### [Zu erledigende Aufgaben]
[a] Ersetze im Seitenauszug „Drottninggatan“ durch „Kungsgatan“ und gib dabei den Abschnitt wieder, der mit den Worten „Die größten Einkaufsstraßen“ beginnt und nach „Kaufhaus Ahlens endete.“ endet.
[b] Führe den Seitenauszug über Stockholm und Stieg Larsson nach seinem letzten Satz weiter.

### [Seitenauszug]
_____
Die größten Einkaufsstraßen Stockholms mit zahlreichen Dependancen internationaler Luxusketten liegen im schick-noblen Bezirk Östermalm (rund um den Stureplan) und im zentralen Stadtteil Norrmalm, der – architektonisch und rechtlich umstritten – durch zahlreiche Enteignungen, Abrisse und Sanierungen umgestaltet wurde. Die beliebte Einkaufsmeile Drottninggatan wurde im April 2017 Tatort eines IS-Attentats. Ein Terrorist fuhr mit einem LKW in die Fußgängerzone und tötete 5 Menschen, bevor seine Fahrt im Kaufhaus Ahlens endete.

 

Stieg Larsson

 

Im Jahr 1986 wurde der schwedische Premierminister Olof Palme auf offener Straße mitten in Stockholm erschossen. Der Mord wurde bis heute nicht aufgeklärt. Recherchiert über diesen Fall hat u.a. der Journalist Stieg Larsson, der posthum (!) – er starb 2004 an den Folgen eines Herzinfarktes - mit seiner Millennium-Trilogie sowohl den Buch- als auch den Kinomarkt eroberte. Ein großer Teil seiner Romane spielt im südlich gelegenen Bezirk Södermalm, einem früheren Arbeiterviertel, in dem sich in den letzten Jahrzehnten Künstler, Intellektuelle und Hipster angesiedelt haben. Das Testimonial ist unzweifelhaft die extravagante Punk-Hackerin Lisbeth Salander, die gemeinsam mit dem Journalisten Mikael Blomkvist dunkle Staatsaffären aufdeckt.
_____
### [Datenauszug]

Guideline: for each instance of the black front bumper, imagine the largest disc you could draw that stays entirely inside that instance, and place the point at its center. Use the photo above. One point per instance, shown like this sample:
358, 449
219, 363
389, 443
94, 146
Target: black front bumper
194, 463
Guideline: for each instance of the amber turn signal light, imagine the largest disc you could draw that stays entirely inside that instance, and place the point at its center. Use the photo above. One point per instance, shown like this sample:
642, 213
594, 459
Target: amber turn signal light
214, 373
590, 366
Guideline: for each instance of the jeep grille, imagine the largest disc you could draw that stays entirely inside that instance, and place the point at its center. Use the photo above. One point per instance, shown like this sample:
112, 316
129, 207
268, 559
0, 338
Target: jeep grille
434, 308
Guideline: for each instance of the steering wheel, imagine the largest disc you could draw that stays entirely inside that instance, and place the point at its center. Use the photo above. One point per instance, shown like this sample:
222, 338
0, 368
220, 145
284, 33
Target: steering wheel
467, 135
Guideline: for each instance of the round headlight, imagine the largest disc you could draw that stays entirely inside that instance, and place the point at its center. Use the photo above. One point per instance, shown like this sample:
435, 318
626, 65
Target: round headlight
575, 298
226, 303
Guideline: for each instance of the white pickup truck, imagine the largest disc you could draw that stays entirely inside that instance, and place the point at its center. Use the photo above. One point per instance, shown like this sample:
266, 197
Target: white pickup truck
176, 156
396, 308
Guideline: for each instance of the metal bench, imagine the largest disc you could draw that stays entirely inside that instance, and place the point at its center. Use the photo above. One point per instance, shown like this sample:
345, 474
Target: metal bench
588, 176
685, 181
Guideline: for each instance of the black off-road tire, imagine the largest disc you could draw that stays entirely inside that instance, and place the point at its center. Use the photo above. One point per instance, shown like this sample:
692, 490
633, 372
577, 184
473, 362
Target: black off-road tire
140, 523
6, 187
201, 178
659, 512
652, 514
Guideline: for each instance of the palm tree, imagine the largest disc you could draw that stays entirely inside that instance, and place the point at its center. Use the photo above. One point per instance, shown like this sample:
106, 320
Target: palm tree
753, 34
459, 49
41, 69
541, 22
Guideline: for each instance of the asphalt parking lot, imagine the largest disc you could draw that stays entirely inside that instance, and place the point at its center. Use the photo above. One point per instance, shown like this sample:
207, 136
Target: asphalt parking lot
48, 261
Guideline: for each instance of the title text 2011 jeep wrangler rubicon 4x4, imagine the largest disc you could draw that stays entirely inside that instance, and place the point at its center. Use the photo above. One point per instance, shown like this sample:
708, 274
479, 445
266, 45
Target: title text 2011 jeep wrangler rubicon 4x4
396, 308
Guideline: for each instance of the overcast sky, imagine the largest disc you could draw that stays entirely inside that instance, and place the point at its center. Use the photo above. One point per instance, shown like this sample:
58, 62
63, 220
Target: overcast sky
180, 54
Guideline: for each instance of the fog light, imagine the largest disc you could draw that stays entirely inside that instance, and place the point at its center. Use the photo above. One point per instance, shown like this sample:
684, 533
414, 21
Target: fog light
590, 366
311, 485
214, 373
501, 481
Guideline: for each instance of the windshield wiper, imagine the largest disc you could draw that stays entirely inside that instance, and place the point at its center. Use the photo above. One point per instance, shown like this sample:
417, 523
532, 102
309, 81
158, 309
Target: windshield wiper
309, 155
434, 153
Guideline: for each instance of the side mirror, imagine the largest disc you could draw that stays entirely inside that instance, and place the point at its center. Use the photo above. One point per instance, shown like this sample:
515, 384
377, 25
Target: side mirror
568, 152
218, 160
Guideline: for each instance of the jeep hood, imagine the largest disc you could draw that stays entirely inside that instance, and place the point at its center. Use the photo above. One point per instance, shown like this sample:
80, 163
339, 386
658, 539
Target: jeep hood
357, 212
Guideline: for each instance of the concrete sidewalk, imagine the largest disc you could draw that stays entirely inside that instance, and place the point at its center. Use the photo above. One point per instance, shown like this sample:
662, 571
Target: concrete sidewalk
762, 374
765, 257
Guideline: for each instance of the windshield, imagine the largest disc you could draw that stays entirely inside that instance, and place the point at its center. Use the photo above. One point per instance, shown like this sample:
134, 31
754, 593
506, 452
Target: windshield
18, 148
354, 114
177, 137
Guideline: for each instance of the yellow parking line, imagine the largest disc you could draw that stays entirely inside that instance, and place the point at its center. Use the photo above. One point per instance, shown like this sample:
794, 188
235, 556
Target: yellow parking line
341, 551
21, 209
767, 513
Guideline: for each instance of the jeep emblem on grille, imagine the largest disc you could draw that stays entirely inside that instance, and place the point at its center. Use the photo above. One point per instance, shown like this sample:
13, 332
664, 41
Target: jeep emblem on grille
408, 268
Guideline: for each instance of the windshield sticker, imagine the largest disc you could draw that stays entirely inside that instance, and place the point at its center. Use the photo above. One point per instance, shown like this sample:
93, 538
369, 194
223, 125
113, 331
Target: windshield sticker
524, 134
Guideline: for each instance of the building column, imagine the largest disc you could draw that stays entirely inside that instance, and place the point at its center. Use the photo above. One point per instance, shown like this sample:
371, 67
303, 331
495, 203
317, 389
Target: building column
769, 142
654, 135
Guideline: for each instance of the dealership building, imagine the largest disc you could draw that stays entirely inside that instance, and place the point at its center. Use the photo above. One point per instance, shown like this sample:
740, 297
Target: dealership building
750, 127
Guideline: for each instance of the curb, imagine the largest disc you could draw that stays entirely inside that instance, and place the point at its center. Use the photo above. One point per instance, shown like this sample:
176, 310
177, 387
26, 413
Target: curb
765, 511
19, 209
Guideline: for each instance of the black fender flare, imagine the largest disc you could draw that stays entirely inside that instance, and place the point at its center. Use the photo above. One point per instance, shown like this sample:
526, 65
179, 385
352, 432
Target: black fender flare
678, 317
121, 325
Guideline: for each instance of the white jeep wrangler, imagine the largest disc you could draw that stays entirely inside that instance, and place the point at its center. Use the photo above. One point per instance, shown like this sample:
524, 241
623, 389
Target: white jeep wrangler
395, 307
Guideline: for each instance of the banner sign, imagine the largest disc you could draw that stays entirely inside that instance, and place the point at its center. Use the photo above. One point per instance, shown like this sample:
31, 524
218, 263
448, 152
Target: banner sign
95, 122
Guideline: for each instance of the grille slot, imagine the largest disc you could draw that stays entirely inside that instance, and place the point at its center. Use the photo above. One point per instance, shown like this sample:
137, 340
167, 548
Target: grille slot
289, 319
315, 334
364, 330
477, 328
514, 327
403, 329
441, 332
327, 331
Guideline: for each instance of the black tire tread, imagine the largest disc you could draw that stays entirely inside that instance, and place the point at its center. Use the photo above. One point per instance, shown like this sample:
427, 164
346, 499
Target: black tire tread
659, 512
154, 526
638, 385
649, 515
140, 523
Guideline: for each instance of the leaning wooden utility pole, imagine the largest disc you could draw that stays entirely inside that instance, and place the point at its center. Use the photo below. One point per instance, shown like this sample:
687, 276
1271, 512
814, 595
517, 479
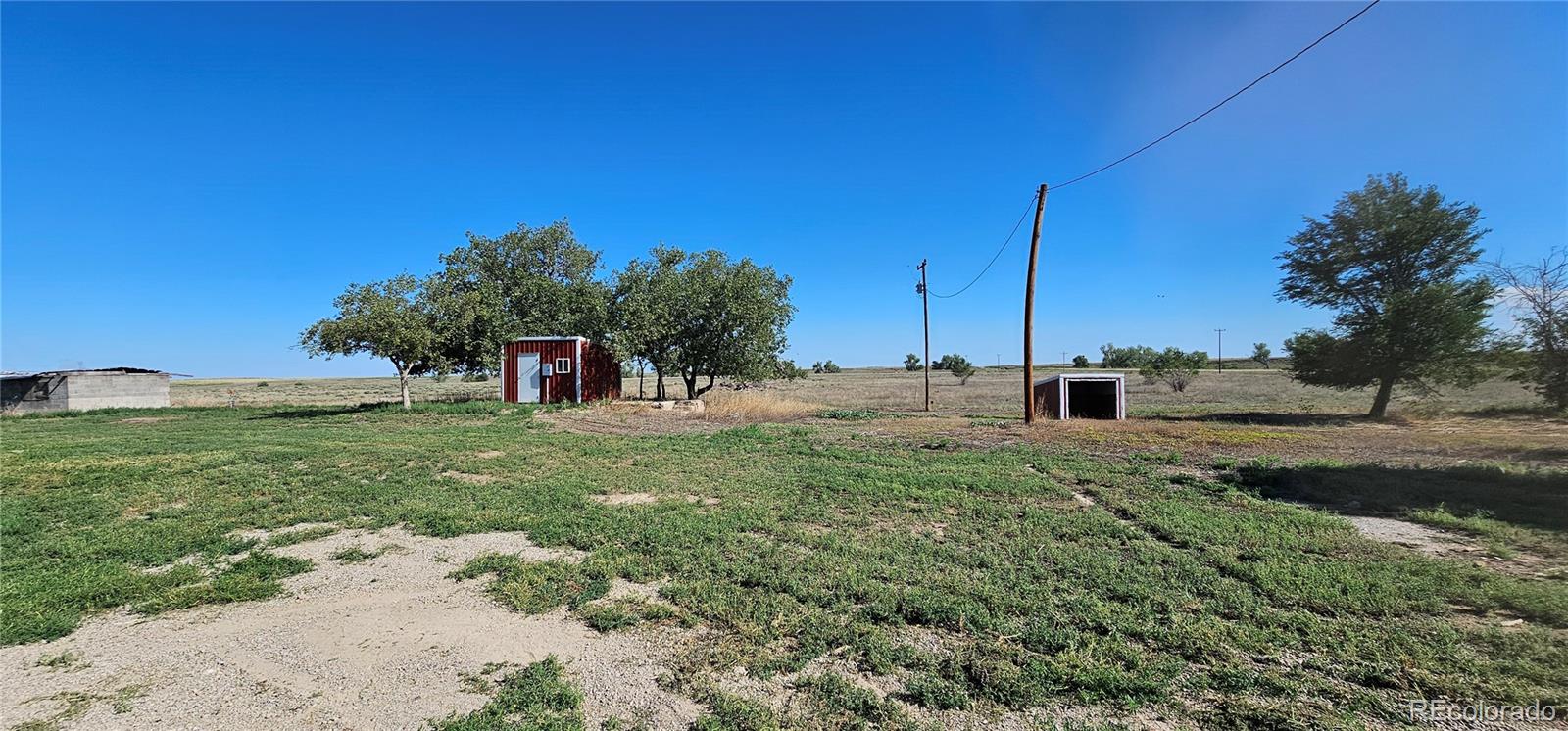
_____
### [Antworten je Aufgabe]
[a]
Die größten Einkaufsstraßen Stockholms mit zahlreichen Dependancen internationaler Luxusketten liegen im schick-noblen Bezirk Östermalm (rund um den Stureplan) und im zentralen Stadtteil Norrmalm, der – architektonisch und rechtlich umstritten – durch zahlreiche Enteignungen, Abrisse und Sanierungen umgestaltet wurde. Die beliebte Einkaufsmeile Kungsgatan wurde im April 2017 Tatort eines IS-Attentats. Ein Terrorist fuhr mit einem LKW in die Fußgängerzone und tötete 5 Menschen, bevor seine Fahrt im Kaufhaus Ahlens endete.

[b]
Södermalm

 

In Södermalm grassiert zwar auch der Geist der Gentrifizierung, allerdings subtiler und weniger aufdringlich als in anderen Stadtteilen. Lässige Cafes, Craft Food-Lokale und individuelle Designer-Shops machen Lust auf Entdeckungsreise in diesem alternativ angehauchten Bezirk, der durch die Slussen (Schleuse) mit Gamla Stan verbunden ist. Ein romantisches Highlight für Touristen, aber auch für Einheimische, ist der Monteliusvagen am Nordufer von Södermalm. Der nach einem Archäologen benannte 416 Meter lange Weg bietet einen eindrucksvollen Blick auf die Silhouette von Stockholm. Östlich der Slussen wurde im Jahr 2010 von Annie Leibovitz das Fotografiska eröffnet. Dabei handelt es sich um ein von den Broman-Brüdern privatfinanziertes Museum, das sich im ehemaligen aus Backstein erbauten Zollhaus direkt am Wasser befindet und mit zeitgenössischen Foto-Ausstellungen und einem gemütlichen Cafe-Restaurant jährlich ca. eine halbe Million Besucher anlockt.

 

Verkehr

 

In Stockholm wird seit 2007 – nach einem positiven Referendum – eine City Maut erhoben.  Diese gilt von Montag bis Freitag, 06.30 bis 18.29 Uhr und beträgt je nach Tageszeit 15, 22 oder 30 Schwedische Kronen. Bei insgesamt 18 Bezahlstationen sind Fotosensoren angebracht, die die Nummernschilder der Fahrzeuge fotografieren. Ziel ist nicht nur die Entlastung der Ortsteile Norrmalm, Gamla Stan und Södermalm, sondern auch die Forcierung des Öffentlichen Verkehrs. 

 

Hauptverkehrsmittel ist die mit über 100 Kilometer Streckennetz breit ausgebaute U-Bahn (Tunnelbana), die aus insgesamt 3 Linien mit 100 Stationen besteht. Die Stockholmer bezeichnen sie gerne auch als die „längste Kunstgalerie der Welt“. Nahezu in allen U-Bahn-Stationen sind Kunstwerke ausgestellt, die aufgrund zahlreicher Kunstangebote jährlich mehrmals gewechselt werden.

 

Kunstwerke gibt es allerdings nicht nur im öffentlichen Freiraum, sondern auch im umfangreichen Museums-Repertoire Stockholms zu bewundern, so beispielsweise im Moderna Museet auf der kleinen Insel (und ehemaligen Marine-Basis) Skeppsholmen, im Nationalmuseum, im Freilichtmuseum Skansen oder im Vasa Museum.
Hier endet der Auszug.